> Brief:
Each line of the data below from the one holding "Can you find the white headscarf?" to the one holding "Can you find the walking", inclusive, is to be reproduced exactly; no other line belongs in the answer.

· · · · ·

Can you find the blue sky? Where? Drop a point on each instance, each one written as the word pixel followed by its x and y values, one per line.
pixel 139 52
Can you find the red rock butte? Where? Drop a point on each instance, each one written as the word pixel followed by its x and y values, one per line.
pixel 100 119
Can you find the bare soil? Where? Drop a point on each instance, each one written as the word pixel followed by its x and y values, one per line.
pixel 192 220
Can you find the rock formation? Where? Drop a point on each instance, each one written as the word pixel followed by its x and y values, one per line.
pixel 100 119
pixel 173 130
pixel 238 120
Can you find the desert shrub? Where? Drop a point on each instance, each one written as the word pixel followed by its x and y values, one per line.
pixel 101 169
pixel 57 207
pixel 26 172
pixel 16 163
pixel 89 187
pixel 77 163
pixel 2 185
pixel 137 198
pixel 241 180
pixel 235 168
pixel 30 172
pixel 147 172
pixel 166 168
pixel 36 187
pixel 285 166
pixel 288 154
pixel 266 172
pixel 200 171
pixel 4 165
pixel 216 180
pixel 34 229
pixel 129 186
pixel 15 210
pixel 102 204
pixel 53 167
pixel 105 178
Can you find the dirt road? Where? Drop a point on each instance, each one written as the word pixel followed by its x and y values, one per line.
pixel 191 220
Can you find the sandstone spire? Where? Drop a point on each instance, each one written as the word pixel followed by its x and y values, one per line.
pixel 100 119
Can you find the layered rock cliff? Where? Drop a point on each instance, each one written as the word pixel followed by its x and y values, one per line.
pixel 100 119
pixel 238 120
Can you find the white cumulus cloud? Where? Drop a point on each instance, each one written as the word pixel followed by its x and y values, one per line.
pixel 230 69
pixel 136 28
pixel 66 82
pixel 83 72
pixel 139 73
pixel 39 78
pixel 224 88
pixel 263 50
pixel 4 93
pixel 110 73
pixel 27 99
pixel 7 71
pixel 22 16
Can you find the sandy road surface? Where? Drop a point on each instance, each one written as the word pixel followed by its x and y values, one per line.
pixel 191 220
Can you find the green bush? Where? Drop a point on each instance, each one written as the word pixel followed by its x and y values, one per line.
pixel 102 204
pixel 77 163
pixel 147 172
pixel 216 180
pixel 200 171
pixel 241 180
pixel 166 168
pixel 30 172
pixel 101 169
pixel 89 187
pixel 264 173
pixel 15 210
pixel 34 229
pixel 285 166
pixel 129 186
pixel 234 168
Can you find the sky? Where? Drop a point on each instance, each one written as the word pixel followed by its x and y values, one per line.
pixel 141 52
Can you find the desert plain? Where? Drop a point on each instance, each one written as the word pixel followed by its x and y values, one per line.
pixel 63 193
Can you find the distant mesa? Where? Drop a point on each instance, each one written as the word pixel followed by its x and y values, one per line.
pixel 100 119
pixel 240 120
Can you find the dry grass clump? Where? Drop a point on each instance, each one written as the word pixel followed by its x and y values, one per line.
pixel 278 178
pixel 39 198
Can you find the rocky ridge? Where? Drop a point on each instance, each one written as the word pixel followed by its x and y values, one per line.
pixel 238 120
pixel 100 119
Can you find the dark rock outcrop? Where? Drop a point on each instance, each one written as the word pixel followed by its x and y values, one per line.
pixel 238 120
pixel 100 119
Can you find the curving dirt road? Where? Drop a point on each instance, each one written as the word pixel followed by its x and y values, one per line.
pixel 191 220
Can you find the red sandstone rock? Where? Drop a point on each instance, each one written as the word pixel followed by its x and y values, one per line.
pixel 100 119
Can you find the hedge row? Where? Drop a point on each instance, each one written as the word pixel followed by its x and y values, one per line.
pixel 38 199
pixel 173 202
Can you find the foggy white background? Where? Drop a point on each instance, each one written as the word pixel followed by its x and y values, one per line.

· · · · ·

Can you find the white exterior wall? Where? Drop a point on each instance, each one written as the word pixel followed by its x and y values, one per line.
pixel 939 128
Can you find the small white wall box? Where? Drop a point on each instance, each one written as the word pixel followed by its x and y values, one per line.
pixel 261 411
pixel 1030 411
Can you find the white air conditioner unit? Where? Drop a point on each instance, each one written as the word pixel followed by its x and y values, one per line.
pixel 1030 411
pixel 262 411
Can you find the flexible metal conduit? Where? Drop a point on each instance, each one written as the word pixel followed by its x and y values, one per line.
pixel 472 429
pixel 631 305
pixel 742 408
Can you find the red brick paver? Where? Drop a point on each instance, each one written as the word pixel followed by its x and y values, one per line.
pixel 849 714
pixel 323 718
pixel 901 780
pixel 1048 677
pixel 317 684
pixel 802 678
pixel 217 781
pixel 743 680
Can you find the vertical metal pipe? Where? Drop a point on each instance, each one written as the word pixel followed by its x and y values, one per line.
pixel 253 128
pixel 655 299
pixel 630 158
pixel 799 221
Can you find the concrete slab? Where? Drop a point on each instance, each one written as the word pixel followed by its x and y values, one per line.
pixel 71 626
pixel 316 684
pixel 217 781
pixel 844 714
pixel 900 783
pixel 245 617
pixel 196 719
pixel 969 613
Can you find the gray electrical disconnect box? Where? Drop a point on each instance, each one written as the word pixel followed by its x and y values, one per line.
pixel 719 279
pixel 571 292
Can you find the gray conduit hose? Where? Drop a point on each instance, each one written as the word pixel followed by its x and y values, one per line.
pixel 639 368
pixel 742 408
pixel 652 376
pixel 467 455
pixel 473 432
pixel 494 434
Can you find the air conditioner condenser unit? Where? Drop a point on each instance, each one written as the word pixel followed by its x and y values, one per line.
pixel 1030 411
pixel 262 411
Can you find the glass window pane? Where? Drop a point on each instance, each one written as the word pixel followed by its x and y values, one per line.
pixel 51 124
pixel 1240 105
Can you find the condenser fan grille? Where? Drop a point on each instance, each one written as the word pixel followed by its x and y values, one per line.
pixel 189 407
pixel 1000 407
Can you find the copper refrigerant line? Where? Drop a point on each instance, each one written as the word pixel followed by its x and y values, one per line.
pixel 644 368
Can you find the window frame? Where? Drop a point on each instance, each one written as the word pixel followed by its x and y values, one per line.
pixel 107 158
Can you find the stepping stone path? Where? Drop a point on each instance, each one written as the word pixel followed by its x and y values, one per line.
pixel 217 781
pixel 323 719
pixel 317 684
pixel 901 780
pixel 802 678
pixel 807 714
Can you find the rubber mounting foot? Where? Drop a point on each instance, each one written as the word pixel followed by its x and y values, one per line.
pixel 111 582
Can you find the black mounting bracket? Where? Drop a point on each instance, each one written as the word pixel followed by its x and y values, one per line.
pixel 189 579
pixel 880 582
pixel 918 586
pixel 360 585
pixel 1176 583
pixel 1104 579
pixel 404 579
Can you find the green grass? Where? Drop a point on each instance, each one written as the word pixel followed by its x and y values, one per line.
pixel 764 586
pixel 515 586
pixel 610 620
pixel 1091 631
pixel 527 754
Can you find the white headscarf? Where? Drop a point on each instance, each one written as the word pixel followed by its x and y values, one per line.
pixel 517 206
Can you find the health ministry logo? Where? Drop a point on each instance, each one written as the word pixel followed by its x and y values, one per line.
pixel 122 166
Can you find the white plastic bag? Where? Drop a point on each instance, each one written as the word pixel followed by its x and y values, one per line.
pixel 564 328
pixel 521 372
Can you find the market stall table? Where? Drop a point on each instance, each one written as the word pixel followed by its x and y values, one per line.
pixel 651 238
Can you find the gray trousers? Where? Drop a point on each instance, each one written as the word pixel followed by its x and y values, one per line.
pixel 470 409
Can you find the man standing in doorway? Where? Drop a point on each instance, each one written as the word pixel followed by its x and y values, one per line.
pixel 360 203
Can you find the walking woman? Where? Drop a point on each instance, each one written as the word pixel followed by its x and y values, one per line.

· · · · ·

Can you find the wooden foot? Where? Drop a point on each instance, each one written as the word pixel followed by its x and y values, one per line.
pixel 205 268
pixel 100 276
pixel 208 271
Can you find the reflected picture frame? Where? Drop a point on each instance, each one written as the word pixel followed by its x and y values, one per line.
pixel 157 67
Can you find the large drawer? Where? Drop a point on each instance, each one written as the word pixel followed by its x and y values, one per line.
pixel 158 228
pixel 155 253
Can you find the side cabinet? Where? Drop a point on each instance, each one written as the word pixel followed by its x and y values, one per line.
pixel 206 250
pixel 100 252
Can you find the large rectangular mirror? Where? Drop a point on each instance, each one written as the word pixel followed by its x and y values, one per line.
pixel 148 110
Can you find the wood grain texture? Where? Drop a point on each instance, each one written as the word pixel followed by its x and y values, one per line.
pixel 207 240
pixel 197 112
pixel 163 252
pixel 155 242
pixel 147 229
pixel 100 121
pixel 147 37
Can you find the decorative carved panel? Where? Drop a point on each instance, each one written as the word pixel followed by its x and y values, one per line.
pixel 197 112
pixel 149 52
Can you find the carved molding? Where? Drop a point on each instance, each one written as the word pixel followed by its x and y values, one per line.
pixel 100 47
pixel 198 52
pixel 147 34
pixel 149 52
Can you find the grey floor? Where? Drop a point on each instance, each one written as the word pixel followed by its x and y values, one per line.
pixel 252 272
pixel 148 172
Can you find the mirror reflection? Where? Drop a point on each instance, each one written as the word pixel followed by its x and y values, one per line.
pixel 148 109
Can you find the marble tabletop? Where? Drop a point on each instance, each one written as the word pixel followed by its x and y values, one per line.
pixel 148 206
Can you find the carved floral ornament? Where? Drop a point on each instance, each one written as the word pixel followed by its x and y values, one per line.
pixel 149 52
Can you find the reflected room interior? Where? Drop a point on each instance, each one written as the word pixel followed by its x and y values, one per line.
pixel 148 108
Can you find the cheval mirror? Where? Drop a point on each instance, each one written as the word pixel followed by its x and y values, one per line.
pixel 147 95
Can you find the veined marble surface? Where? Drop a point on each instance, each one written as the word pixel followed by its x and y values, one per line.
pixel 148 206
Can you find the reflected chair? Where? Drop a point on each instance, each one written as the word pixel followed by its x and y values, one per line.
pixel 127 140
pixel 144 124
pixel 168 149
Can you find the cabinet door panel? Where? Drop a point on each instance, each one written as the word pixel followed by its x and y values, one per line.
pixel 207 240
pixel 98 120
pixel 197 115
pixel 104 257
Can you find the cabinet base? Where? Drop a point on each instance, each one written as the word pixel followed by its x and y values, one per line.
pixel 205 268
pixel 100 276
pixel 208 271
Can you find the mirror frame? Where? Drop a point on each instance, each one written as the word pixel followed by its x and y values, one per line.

· · · · ·

> Your solution:
Can you find the white headscarf? Where? Drop a point on each instance, each one written as the word pixel followed by its x and y values, one per line.
pixel 517 206
Can you find the health ministry logo? Where? Drop a point on each instance, each one written as the word pixel followed by its x and y values, one per line.
pixel 122 166
Can you find the white plastic bag? Where? Drop a point on each instance, each one written as the word pixel followed by its x and y values, one per line.
pixel 564 328
pixel 521 372
Can you find the market stall table? Where? Drop a point on each instance, each one written as the word pixel followed by its x and y values, one per line.
pixel 651 238
Can you find the gray trousers? Where? Drop a point on each instance, each one written as the word pixel followed by its x and y values, one per line.
pixel 470 409
Can you find the man standing in doorway? Where? Drop a point on each instance, each one written as the word pixel followed by its x and y values, one per line.
pixel 360 203
Can you find the walking woman? Where? Drop a point on each instance, each one written as the word pixel followed by its x and y values, one per line.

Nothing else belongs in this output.